-- Provided entries start --
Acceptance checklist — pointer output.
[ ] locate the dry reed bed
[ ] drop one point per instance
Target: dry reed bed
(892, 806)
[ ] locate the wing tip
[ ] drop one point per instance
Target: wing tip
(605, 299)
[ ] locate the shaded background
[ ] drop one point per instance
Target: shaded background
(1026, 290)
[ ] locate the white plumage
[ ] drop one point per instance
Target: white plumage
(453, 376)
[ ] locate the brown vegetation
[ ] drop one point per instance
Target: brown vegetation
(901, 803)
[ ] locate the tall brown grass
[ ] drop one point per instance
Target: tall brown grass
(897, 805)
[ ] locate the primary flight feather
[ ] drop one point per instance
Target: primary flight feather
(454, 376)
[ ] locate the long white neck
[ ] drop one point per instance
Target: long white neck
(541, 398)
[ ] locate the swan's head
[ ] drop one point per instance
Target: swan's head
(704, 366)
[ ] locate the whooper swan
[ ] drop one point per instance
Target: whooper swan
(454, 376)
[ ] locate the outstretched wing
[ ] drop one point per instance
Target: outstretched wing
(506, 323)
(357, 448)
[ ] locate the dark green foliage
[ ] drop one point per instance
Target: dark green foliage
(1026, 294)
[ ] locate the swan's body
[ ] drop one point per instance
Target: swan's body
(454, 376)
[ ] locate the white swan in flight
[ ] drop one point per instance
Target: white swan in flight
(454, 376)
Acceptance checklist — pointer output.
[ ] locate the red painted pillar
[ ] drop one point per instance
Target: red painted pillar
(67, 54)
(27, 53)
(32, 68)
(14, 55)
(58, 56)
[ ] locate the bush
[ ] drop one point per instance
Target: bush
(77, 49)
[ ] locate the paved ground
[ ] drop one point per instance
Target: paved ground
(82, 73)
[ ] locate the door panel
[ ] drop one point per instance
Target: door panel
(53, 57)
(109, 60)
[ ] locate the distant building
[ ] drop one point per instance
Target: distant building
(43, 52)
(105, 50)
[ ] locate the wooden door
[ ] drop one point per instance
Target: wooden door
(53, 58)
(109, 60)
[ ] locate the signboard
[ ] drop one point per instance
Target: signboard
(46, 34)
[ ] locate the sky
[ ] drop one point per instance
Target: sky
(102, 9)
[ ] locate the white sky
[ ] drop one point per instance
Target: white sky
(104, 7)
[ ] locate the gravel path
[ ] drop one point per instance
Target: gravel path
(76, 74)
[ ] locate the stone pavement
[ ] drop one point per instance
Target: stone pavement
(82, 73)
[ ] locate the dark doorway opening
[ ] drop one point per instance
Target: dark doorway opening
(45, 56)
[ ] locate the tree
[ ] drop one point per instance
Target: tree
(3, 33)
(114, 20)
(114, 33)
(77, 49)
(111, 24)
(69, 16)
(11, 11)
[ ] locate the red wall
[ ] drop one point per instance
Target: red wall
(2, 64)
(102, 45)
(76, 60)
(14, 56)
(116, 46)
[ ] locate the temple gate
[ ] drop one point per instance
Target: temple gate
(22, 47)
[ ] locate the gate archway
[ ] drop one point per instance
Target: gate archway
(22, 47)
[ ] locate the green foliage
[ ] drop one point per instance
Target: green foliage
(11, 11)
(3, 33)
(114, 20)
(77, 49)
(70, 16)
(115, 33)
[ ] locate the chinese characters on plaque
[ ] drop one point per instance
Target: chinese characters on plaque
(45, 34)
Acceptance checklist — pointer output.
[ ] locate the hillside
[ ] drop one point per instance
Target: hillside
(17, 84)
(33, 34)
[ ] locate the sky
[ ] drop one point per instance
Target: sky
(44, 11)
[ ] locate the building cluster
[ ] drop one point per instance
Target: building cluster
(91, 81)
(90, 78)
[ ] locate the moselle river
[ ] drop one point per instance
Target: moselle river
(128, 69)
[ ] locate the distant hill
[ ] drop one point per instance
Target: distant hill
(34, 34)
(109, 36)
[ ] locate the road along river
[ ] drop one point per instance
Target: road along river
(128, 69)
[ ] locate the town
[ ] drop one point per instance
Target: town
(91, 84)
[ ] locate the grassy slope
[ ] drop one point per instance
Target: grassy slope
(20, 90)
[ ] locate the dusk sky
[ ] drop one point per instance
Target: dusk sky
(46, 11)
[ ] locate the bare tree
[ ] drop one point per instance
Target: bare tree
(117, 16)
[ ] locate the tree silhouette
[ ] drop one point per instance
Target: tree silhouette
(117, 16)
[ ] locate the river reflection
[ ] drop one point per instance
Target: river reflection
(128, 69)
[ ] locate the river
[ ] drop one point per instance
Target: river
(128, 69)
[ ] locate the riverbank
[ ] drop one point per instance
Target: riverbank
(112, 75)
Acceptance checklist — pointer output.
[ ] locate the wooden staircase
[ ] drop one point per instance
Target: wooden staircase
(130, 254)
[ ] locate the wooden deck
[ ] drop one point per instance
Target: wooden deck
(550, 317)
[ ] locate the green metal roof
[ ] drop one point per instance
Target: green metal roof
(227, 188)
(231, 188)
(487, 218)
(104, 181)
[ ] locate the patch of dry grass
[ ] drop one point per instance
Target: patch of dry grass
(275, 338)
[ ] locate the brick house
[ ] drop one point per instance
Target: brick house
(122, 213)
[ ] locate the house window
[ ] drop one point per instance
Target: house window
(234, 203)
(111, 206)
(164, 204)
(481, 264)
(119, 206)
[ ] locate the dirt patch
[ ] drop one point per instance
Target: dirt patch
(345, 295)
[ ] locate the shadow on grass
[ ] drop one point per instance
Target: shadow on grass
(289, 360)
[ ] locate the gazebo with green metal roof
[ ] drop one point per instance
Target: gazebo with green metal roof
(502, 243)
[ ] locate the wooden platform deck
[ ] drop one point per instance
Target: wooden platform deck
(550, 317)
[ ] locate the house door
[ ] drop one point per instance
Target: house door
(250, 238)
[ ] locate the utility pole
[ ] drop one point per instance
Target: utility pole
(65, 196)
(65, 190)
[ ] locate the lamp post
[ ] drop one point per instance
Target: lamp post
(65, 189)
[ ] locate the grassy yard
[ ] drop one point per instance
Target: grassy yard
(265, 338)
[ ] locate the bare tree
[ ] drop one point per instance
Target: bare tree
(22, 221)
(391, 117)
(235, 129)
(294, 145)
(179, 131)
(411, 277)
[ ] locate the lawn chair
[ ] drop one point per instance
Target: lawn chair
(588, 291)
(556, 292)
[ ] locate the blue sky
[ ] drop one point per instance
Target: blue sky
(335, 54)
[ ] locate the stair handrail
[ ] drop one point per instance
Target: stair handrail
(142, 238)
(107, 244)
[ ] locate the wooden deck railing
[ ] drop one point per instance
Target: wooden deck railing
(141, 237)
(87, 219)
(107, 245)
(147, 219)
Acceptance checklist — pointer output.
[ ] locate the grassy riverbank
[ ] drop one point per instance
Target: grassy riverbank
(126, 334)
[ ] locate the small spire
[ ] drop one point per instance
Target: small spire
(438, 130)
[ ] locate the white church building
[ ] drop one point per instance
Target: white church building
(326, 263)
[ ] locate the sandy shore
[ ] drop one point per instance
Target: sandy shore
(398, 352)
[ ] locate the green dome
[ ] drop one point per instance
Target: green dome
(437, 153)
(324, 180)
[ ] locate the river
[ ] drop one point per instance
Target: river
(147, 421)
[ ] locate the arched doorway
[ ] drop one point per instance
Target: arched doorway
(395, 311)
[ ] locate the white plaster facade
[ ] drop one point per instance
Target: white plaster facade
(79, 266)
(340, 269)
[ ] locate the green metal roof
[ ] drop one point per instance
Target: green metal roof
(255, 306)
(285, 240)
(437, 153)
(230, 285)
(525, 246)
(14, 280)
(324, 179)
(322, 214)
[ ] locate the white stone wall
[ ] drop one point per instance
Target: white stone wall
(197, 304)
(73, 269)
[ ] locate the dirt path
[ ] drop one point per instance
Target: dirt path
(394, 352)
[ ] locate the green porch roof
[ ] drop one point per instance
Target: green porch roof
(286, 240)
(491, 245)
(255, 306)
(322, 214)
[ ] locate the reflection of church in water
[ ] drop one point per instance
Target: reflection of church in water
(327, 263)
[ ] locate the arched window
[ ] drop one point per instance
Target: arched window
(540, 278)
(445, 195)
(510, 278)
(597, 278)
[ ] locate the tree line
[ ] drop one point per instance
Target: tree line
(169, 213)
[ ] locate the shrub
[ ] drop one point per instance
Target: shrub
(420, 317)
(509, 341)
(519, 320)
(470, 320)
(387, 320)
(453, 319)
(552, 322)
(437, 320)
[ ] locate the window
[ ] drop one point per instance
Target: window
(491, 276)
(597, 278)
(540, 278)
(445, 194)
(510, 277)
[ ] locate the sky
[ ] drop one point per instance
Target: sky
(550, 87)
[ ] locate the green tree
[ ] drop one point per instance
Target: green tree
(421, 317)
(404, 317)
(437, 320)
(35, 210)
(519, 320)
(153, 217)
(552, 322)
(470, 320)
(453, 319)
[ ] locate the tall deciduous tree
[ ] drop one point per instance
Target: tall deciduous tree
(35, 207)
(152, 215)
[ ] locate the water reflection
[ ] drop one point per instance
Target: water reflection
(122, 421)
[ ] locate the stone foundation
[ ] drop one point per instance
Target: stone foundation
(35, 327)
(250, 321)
-- Provided entries end --
■ **Stated goal**
Word for word, quote the lines from the line containing "[ ] locate the window" through the end of the material, both included, and nothing else.

■ **Finished exercise**
[ ] locate the window
[ ] drop one point per instance
Target: window
(491, 276)
(597, 278)
(540, 278)
(445, 194)
(510, 277)
[ ] locate the sky
[ ] drop one point per instance
Target: sky
(550, 87)
[ ] locate the green tree
[ ] drop one point per instance
Target: green tree
(421, 317)
(404, 317)
(437, 320)
(35, 210)
(519, 320)
(153, 217)
(552, 322)
(470, 320)
(453, 319)
[ ] locate the tall deciduous tree
[ ] drop one point per instance
Target: tall deciduous tree
(35, 207)
(152, 215)
[ ] locate the water reflection
[ ] drop one point per instance
Target: water reflection
(122, 421)
[ ] locate the stone foundation
[ ] drop one point per instance
Target: stone foundation
(35, 327)
(250, 321)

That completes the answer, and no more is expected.